> TEKST ŹRÓDŁOWY:
|---|
Sprawdzamy pogodę dla Ciebie...
Rafał Strzelec
Rafał Strzelec | 
aktualizacja 

Druzgocące obrazki z Kłodzka. Ściany jak gąbka. "Dramat"

109

Kłodzko wciąż nosi liczne ślady powodzi z września tego roku. Restauracja Bizancjum, położona tuż przy promenadzie biegnącej wzdłuż Nysy Kłodzkiej, próbuje się podnieść po tych wydarzeniach. - To był dramat, jeden wielki wir wody - wspomina pani Magdalena Dalibor, managerka restauracji. Na własne oczy przekonaliśmy się o niszczycielskiej sile żywiołu.

Druzgocące obrazki z Kłodzka. Ściany jak gąbka. "Dramat"
Biznes z Kłodzka próbuje dojść do siebie po powodzi (o2.pl, Rafał Strzelec)
|---|
> CELE ĆWICZENIA:
**a)** Wypisz wszystkie nazwy własne (osób, miejscowości, rzek, lokali i serwisów internetowych), które występują w tekście o powodzi w Kłodzku.
**b)** Przepisz z tekstu o powodzi w Kłodzku fragment od słów „Sprawdzamy pogodę dla” aż do słów „niszczycielskiej sile żywiołu.”.
**c)** Kontynuuj tekst o powodzi w Kłodzku od miejsca, w którym się urywa.

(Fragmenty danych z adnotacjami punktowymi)
|---|
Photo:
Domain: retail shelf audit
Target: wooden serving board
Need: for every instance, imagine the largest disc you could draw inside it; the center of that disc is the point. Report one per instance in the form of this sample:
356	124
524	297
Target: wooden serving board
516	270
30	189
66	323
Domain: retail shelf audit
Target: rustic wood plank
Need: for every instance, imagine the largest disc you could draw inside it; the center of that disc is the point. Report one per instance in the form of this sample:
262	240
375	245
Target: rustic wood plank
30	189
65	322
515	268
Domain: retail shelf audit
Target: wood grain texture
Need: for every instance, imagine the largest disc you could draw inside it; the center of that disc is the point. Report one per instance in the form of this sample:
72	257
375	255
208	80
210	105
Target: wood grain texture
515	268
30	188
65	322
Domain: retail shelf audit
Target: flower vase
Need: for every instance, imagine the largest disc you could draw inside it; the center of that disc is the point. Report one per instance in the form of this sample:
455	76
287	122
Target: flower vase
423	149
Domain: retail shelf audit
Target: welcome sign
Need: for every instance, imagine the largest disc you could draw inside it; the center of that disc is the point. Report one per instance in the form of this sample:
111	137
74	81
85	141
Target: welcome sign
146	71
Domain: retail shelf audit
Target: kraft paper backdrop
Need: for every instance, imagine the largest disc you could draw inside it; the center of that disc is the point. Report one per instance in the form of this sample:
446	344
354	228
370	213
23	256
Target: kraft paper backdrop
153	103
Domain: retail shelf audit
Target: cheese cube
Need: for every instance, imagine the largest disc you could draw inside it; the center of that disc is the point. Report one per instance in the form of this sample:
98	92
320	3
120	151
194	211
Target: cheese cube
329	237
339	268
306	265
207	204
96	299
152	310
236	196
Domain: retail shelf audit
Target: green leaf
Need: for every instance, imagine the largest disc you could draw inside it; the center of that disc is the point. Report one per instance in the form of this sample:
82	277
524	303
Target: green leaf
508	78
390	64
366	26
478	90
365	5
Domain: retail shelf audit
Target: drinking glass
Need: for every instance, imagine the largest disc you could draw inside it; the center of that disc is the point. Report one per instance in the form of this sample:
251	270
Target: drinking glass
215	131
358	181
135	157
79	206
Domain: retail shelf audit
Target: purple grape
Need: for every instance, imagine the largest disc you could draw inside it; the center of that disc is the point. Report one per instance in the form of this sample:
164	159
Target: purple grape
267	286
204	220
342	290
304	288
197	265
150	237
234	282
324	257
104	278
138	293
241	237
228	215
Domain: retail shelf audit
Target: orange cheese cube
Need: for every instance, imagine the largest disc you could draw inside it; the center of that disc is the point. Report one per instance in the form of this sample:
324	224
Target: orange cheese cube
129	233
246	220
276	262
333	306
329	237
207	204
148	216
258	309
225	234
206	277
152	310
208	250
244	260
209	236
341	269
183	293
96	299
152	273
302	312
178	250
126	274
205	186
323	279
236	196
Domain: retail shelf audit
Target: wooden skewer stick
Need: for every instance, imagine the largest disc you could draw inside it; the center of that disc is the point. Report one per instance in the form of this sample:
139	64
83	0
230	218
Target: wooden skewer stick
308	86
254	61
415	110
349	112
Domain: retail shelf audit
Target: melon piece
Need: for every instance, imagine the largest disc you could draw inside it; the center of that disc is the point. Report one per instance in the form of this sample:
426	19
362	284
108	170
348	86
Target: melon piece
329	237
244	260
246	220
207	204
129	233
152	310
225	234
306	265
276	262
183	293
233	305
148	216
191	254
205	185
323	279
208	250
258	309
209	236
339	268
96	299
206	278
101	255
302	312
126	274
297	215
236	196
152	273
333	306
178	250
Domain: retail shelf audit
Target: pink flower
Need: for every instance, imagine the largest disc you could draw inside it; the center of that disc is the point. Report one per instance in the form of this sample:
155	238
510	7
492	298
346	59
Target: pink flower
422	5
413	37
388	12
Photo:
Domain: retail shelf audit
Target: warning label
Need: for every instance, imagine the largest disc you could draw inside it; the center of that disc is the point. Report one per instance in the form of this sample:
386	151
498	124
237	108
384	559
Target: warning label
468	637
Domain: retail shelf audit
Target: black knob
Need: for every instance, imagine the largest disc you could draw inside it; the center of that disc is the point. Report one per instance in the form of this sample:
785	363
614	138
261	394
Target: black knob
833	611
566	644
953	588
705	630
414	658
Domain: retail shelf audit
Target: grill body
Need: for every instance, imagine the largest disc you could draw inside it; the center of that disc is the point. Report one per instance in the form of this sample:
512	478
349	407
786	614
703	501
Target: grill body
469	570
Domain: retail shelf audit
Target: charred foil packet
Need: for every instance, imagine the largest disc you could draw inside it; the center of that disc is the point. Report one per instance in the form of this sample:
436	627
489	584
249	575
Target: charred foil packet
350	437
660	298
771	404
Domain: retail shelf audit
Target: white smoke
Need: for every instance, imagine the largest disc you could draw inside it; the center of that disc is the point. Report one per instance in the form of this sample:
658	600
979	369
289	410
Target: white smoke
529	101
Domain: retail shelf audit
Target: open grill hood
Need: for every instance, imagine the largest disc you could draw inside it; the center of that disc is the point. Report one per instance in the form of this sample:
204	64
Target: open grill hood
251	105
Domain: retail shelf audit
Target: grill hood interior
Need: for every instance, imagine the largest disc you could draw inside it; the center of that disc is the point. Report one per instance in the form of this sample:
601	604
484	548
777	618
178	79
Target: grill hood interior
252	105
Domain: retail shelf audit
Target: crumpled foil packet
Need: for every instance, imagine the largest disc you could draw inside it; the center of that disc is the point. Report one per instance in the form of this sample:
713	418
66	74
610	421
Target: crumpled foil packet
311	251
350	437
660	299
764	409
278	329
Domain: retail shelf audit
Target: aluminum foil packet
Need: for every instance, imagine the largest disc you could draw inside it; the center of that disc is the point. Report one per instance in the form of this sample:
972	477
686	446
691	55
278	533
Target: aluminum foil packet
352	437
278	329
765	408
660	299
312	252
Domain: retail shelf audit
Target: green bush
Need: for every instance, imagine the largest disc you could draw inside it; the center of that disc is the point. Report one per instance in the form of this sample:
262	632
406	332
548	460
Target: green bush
|---|
> WYNIKI ĆWICZENIA:
**a)** Rafał Strzelec, Kłodzko, Bizancjum, Nysa Kłodzka, Magdalena Dalibor, o2.pl

**b)**
Sprawdzamy pogodę dla Ciebie...
Rafał Strzelec
Rafał Strzelec | 
aktualizacja 

Druzgocące obrazki z Kłodzka. Ściany jak gąbka. "Dramat"

109

Kłodzko wciąż nosi liczne ślady powodzi z września tego roku. Restauracja Bizancjum, położona tuż przy promenadzie biegnącej wzdłuż Nysy Kłodzkiej, próbuje się podnieść po tych wydarzeniach. - To był dramat, jeden wielki wir wody - wspomina pani Magdalena Dalibor, managerka restauracji. Na własne oczy przekonaliśmy się o niszczycielskiej sile żywiołu.

**c)**
Restauracja działała już w latach 90., gdy Kłodzko nawiedziła pierwsza powódź. Wówczas jednak straty były niewielkie. Po wrześniowej powodzi pozostał obraz nędzy i rozpaczy. Restauracja Bizancjum, położona na kłodzkiej promenadzie, znajduje się tuż nad rzeką. Gdy ta wylała, doszło do ogromnej dewastacji.

To był dramat. Wszystko było pod sufitem. Stoliki wyrzuciło między drzwi. Jeden wielki wir wody. Wyrwało drzwi, wszystko zostało zniszczone. Nie udało się oszacować strat, bo cały czas coś wychodzi - opowiada pani Magdalena, managerka restauracji. - W pierwszych dniach pomogło nam Wojsko Polskie, wolontariusze, przyjaciele, klienci, którzy korzystali z naszych usług - dodaje.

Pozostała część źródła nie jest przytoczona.